**WHAT THE EXERCISE ASKS**.
Give as a JSON list of strings the lines of the records below, starting at the line that contains "of the mountain" and ending at the line that contains "[153,346,631,441]", one string per line with blank lines omitted.

-- START SUPPLIED MATERIAL --

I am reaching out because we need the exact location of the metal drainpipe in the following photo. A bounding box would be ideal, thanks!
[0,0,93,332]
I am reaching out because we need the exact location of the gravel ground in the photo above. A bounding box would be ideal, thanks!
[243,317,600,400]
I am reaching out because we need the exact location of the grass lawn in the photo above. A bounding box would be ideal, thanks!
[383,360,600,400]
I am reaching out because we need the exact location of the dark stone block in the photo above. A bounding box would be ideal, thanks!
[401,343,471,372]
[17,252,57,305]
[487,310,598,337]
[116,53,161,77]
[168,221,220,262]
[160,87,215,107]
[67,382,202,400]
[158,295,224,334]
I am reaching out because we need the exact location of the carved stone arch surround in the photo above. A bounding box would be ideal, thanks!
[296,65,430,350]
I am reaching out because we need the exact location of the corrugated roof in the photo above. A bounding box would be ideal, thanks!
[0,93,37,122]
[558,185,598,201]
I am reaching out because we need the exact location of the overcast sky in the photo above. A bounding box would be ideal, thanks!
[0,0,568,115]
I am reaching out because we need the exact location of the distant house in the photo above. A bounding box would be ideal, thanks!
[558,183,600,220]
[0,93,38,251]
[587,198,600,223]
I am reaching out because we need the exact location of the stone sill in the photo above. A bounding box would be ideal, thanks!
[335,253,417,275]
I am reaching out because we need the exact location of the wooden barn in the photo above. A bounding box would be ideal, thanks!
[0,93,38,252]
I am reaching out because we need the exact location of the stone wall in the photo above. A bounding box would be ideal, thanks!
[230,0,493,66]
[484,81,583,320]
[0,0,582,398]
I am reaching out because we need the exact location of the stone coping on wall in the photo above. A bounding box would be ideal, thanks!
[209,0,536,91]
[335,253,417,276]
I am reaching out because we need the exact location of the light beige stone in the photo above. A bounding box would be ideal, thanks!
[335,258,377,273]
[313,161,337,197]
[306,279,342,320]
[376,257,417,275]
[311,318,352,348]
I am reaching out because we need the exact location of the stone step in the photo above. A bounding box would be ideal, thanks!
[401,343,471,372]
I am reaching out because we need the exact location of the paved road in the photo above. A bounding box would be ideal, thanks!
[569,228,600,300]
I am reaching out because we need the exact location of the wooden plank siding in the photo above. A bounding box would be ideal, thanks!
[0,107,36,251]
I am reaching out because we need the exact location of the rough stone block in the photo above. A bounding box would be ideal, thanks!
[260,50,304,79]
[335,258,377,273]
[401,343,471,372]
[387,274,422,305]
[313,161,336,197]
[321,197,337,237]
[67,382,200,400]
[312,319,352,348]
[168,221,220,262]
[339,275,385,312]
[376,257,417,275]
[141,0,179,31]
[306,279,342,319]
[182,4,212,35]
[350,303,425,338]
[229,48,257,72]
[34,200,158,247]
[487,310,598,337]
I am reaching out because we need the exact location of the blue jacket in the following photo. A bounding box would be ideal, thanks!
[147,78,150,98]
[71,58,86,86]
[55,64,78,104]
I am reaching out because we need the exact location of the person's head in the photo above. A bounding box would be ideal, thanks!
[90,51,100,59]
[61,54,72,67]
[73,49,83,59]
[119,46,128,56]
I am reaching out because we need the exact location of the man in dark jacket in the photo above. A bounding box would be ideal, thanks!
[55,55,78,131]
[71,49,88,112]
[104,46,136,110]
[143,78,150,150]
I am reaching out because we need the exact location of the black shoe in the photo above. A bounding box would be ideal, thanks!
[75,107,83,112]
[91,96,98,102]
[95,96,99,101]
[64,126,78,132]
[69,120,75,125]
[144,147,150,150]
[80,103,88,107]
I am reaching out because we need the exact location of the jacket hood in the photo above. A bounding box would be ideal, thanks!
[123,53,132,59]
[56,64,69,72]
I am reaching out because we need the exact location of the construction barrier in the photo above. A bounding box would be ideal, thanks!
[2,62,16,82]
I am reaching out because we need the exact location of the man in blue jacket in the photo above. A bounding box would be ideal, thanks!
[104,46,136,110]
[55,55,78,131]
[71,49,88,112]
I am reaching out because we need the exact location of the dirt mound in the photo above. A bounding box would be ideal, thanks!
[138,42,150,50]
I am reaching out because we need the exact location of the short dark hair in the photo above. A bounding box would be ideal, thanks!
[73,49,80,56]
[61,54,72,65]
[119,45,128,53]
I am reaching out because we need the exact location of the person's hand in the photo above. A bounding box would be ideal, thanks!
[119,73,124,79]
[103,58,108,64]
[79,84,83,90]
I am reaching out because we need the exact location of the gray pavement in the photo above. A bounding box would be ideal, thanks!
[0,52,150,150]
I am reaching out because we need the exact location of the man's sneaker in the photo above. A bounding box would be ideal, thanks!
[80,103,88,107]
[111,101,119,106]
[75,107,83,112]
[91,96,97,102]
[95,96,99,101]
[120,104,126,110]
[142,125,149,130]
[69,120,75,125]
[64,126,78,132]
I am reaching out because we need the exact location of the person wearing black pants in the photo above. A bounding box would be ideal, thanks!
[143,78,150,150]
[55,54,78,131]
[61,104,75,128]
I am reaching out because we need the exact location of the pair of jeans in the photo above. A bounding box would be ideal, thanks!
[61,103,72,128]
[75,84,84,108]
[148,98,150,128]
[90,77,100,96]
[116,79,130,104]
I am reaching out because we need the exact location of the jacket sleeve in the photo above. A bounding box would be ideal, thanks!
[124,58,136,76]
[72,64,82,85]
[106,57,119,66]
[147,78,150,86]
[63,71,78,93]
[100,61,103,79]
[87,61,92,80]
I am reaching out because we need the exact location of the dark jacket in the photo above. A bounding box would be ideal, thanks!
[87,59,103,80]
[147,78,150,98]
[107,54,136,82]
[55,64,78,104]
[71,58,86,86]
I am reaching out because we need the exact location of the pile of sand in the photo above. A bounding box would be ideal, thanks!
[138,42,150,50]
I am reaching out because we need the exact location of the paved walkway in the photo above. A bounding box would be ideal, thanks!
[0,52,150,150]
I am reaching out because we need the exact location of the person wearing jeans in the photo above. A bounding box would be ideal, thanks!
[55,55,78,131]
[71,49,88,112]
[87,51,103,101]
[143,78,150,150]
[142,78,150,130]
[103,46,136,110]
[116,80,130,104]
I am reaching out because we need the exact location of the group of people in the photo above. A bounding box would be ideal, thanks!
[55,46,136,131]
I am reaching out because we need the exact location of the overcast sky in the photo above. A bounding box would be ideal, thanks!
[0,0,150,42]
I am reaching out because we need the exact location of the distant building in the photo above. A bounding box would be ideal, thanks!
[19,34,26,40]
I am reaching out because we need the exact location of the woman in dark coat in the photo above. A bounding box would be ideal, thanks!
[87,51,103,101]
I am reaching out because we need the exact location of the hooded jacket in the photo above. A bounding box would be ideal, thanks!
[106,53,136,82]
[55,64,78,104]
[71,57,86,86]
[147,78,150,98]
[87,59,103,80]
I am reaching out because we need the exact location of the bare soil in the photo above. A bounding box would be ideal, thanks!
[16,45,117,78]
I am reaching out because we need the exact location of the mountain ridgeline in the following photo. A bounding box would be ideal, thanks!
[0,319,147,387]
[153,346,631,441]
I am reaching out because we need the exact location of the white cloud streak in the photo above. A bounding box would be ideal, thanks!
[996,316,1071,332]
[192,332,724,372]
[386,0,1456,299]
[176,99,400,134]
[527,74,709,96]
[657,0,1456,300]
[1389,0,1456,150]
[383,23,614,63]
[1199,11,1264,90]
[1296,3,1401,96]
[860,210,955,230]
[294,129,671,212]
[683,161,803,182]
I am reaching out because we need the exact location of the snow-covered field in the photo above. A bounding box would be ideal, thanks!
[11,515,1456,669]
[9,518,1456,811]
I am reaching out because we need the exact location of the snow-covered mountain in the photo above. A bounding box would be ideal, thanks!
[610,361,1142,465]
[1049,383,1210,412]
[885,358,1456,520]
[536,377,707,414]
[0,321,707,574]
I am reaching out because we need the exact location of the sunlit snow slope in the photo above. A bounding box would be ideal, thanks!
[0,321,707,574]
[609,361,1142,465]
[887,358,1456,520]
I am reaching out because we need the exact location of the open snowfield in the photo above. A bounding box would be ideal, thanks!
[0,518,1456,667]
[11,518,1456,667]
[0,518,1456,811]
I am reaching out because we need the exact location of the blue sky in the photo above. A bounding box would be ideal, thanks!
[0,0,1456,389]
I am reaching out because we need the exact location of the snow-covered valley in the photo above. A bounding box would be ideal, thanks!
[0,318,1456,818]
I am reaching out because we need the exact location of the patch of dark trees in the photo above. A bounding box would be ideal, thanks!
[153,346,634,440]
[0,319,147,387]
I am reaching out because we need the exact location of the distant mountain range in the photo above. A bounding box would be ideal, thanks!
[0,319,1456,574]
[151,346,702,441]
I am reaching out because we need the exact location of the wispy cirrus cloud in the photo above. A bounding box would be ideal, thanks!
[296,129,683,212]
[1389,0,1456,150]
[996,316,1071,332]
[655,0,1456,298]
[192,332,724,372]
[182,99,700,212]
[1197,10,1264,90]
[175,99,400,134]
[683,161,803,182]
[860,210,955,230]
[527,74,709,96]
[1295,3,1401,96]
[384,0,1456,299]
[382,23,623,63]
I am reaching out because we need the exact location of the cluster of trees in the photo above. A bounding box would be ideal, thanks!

-- END SUPPLIED MATERIAL --

**FINAL RESULT**.
[
  "I am reaching out because we need the exact location of the mountain ridgeline in the following photo. A bounding box would be ideal, thanks!",
  "[0,319,147,387]",
  "[153,346,631,441]"
]